Point annotation dataset records:
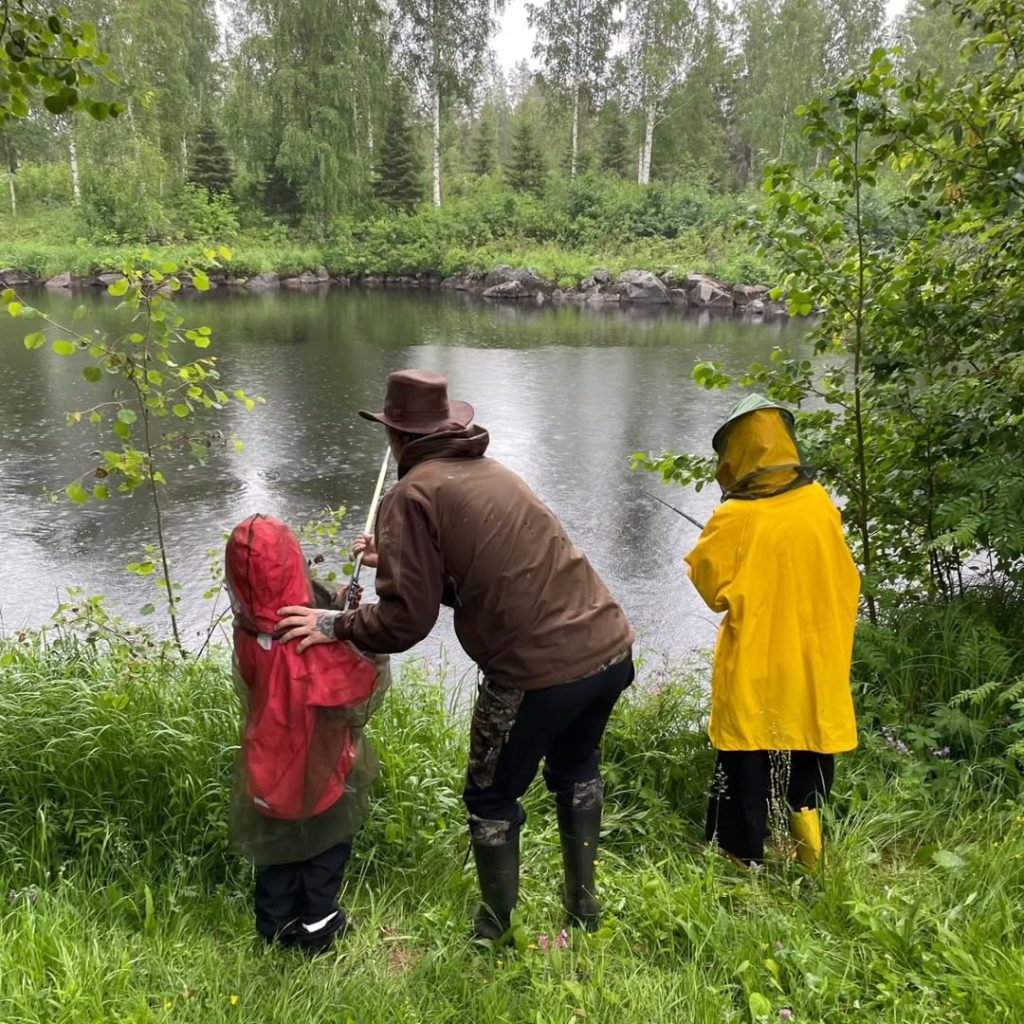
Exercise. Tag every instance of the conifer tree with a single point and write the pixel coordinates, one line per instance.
(614, 153)
(397, 181)
(484, 144)
(525, 170)
(211, 167)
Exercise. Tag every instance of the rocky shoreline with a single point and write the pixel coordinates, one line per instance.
(503, 284)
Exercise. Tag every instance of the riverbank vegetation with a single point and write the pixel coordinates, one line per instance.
(124, 903)
(371, 139)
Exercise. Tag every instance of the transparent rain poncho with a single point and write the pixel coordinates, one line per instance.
(305, 766)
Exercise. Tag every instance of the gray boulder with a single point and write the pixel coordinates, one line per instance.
(640, 286)
(13, 279)
(508, 290)
(743, 295)
(525, 275)
(710, 294)
(264, 283)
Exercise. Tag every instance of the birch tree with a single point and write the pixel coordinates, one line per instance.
(572, 42)
(662, 43)
(444, 44)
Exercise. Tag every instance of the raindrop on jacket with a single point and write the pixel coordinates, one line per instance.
(779, 568)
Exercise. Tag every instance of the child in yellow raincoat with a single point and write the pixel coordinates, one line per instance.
(774, 559)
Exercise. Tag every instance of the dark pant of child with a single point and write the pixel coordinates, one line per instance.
(297, 903)
(748, 784)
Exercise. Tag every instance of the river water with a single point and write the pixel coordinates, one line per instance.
(567, 394)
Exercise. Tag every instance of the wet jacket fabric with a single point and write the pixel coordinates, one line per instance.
(461, 529)
(780, 569)
(304, 713)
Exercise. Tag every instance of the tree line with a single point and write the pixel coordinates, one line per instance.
(309, 111)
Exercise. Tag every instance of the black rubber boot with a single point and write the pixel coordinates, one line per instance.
(580, 830)
(498, 871)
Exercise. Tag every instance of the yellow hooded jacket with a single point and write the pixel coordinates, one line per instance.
(779, 568)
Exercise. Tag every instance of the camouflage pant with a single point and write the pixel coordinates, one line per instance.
(513, 730)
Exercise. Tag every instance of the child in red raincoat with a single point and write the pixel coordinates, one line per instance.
(305, 766)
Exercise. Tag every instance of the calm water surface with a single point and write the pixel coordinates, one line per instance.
(566, 393)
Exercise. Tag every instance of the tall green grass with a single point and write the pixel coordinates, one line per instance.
(120, 900)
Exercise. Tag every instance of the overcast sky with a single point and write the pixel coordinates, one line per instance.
(514, 41)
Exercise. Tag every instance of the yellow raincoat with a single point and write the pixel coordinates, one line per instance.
(779, 568)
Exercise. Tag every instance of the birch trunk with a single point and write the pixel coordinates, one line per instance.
(576, 129)
(436, 138)
(76, 181)
(648, 143)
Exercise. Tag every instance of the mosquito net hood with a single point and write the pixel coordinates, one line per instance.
(303, 768)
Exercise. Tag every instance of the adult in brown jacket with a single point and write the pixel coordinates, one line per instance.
(553, 646)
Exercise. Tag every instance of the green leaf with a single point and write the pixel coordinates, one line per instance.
(948, 859)
(760, 1006)
(77, 493)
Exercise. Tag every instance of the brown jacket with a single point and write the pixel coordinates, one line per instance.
(461, 529)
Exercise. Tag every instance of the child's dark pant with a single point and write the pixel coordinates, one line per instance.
(747, 783)
(297, 903)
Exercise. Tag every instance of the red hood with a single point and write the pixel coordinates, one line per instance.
(266, 570)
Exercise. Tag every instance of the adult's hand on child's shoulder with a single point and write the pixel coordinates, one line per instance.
(366, 546)
(308, 626)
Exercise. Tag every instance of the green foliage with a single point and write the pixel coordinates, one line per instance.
(156, 397)
(484, 144)
(206, 215)
(211, 166)
(46, 56)
(115, 764)
(525, 171)
(398, 183)
(914, 395)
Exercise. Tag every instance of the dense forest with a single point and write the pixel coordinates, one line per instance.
(312, 116)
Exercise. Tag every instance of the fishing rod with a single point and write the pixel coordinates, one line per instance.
(353, 586)
(688, 518)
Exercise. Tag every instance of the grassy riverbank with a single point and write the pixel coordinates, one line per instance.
(564, 237)
(124, 903)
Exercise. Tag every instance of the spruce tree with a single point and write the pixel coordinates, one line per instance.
(211, 167)
(614, 142)
(525, 171)
(483, 147)
(397, 180)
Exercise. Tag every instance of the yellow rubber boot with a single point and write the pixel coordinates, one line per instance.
(805, 826)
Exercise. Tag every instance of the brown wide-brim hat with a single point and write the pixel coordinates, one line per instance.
(417, 402)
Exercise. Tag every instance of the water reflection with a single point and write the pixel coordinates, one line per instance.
(567, 393)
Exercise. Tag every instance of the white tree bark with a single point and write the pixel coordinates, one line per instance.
(436, 137)
(576, 129)
(76, 180)
(648, 144)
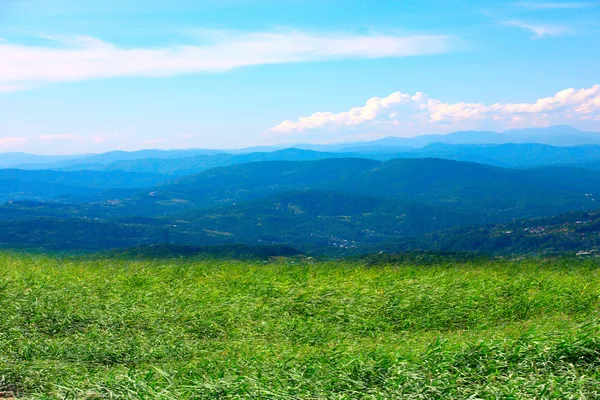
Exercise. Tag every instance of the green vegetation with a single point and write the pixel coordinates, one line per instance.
(373, 328)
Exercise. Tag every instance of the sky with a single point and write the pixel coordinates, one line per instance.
(93, 76)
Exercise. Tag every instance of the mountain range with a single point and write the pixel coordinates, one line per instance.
(386, 195)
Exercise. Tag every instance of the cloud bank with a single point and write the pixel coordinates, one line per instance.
(556, 5)
(83, 58)
(539, 31)
(410, 115)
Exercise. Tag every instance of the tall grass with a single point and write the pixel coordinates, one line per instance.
(77, 328)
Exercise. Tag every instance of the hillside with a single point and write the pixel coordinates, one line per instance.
(198, 163)
(46, 185)
(464, 187)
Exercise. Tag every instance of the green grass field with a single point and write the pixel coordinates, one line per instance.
(77, 328)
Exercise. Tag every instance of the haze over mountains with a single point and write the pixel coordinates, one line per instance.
(558, 136)
(463, 192)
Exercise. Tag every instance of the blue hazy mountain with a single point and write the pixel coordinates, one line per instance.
(554, 136)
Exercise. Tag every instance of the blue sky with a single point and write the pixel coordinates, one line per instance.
(91, 76)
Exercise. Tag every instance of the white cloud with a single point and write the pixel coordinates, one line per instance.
(556, 5)
(409, 115)
(12, 142)
(538, 30)
(82, 58)
(55, 137)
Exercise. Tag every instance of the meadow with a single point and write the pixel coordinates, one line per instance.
(74, 328)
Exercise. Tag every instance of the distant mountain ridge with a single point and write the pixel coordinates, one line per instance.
(558, 136)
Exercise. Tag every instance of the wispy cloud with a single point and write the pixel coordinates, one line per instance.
(17, 142)
(83, 58)
(539, 30)
(556, 5)
(409, 115)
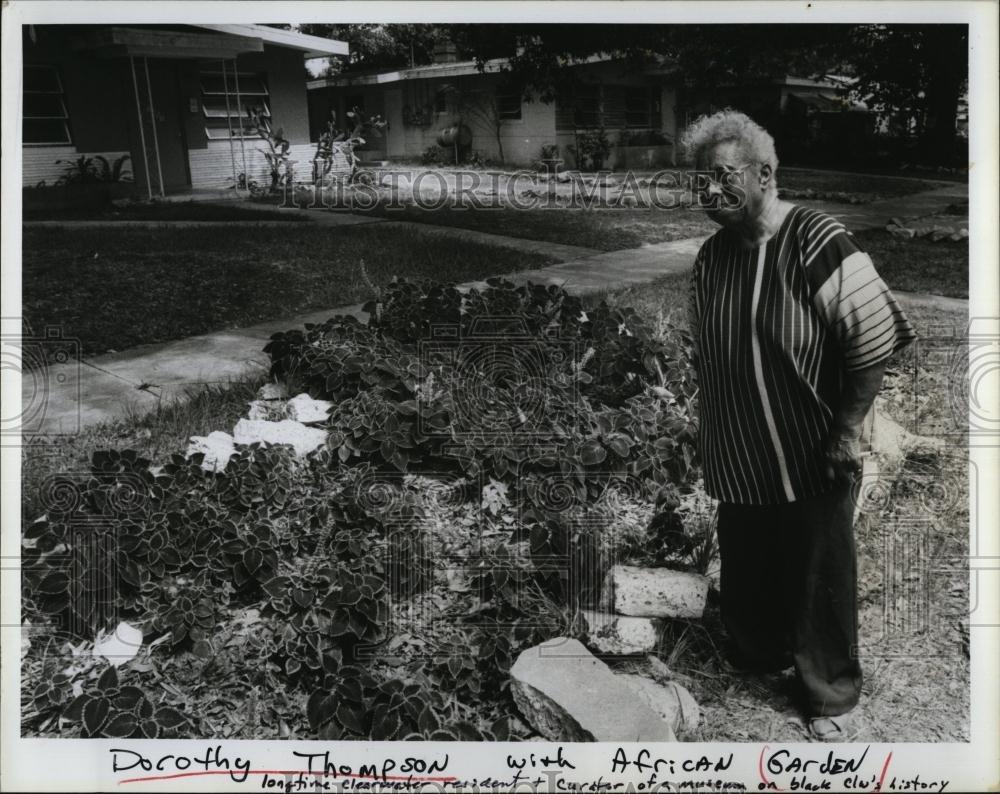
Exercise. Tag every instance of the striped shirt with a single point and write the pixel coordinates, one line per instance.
(775, 328)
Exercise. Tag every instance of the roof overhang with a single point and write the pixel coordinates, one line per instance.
(456, 69)
(310, 46)
(113, 41)
(205, 42)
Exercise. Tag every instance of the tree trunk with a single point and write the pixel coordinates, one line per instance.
(498, 127)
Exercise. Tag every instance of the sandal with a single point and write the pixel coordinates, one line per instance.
(839, 728)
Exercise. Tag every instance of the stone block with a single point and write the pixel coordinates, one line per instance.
(217, 447)
(303, 439)
(272, 391)
(618, 635)
(654, 592)
(568, 695)
(303, 408)
(670, 700)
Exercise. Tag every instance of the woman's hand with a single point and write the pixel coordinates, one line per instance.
(843, 455)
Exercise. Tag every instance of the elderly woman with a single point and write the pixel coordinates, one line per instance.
(792, 329)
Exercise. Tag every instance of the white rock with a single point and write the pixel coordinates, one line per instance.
(303, 439)
(654, 592)
(303, 408)
(670, 700)
(120, 646)
(621, 636)
(569, 695)
(25, 639)
(217, 447)
(259, 409)
(893, 442)
(272, 391)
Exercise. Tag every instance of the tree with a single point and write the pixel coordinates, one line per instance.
(920, 71)
(916, 69)
(375, 46)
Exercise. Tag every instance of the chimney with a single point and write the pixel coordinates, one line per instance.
(445, 51)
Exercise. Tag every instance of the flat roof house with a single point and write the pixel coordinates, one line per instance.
(637, 110)
(172, 97)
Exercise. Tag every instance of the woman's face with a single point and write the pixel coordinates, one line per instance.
(734, 194)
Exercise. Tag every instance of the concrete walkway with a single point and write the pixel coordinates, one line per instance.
(66, 398)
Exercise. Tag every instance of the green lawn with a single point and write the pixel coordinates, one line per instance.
(615, 229)
(114, 289)
(162, 211)
(918, 265)
(832, 181)
(600, 229)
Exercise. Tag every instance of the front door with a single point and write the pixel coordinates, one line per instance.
(168, 139)
(169, 129)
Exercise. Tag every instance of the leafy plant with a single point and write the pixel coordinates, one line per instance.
(277, 154)
(592, 149)
(109, 710)
(335, 143)
(94, 169)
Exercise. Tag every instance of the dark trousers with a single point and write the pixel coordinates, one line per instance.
(789, 593)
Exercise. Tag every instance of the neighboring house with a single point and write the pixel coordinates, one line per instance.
(421, 102)
(172, 97)
(811, 120)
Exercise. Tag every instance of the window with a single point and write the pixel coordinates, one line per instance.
(225, 109)
(509, 105)
(641, 106)
(45, 116)
(355, 101)
(587, 106)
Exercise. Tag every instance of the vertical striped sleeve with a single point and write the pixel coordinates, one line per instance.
(855, 304)
(694, 299)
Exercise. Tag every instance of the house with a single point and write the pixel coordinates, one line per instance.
(637, 111)
(171, 97)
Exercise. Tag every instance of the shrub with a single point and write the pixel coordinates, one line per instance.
(557, 409)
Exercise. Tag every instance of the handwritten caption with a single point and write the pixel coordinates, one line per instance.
(556, 769)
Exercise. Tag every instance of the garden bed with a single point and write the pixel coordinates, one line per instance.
(450, 548)
(112, 291)
(919, 265)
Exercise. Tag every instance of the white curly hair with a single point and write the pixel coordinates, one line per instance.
(727, 125)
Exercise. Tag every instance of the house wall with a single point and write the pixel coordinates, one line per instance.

### TO DO
Everything from the line containing "Exercise. Tag every instance of the woman's face" to the last line of the entries above should be quoted exactly, and only that.

### THE OUTPUT
Exercise. Tag every instance of the woman's face with a single point and write the pixel coordinates, one line per instance.
(734, 194)
Exercise. Tag every instance of the concrete walkway with a single point and write the pixel coordinates, one line per instance.
(66, 398)
Exercise. Tag every instance of the green lawn with a single point and write the pixel coordinates, one line per instance.
(615, 229)
(114, 289)
(162, 211)
(918, 265)
(832, 181)
(600, 229)
Exercise. Tag every instance of the front door with a single point and write the pixel coordinates, one line per instance.
(168, 139)
(169, 129)
Exercise. Tag every instance of the leafy plant with a single point and write the pixel coordinates, one line per instance.
(277, 154)
(592, 149)
(109, 710)
(335, 143)
(94, 169)
Exercise. Tag every instance of the dark trousers with a single point and write the pixel coordinates, one line per instance.
(789, 593)
Exercise. Tag every instance of the neighboring house with a single point and write the pixel coordinates, one line per instance.
(421, 102)
(172, 97)
(811, 120)
Exercise. Tag every instance of the window with a single point and write the pixel coordinates, one line per instance.
(225, 109)
(509, 105)
(641, 106)
(45, 116)
(355, 101)
(587, 106)
Exercise. Tag every instance of the vertical striped sleeve with a single point and write the pixel coordinates, one line per instance.
(855, 304)
(694, 299)
Exercise. Tag every instance of the house with a single point and write the pixel coordinates, one line per instance.
(637, 111)
(171, 97)
Exercise. Tag every instance of the shrub with a single point and write the pixel coordinates, one line per instance.
(557, 409)
Exercise. Tag every instance of the handwritten caption with a single point and write the pixel coordinates, one line per instance.
(556, 769)
Exercise. Tag every instance of the garden bed with a single point and write the pixel coordinates, one line per instance.
(450, 548)
(112, 291)
(919, 265)
Exercise. Tag every instance of the white curly hair with a single point and write the pixel coordinates, one line per instance.
(727, 125)
Exercise. Tag every instance of the house wall with a single point and write the pixel coordinates, one line per instance.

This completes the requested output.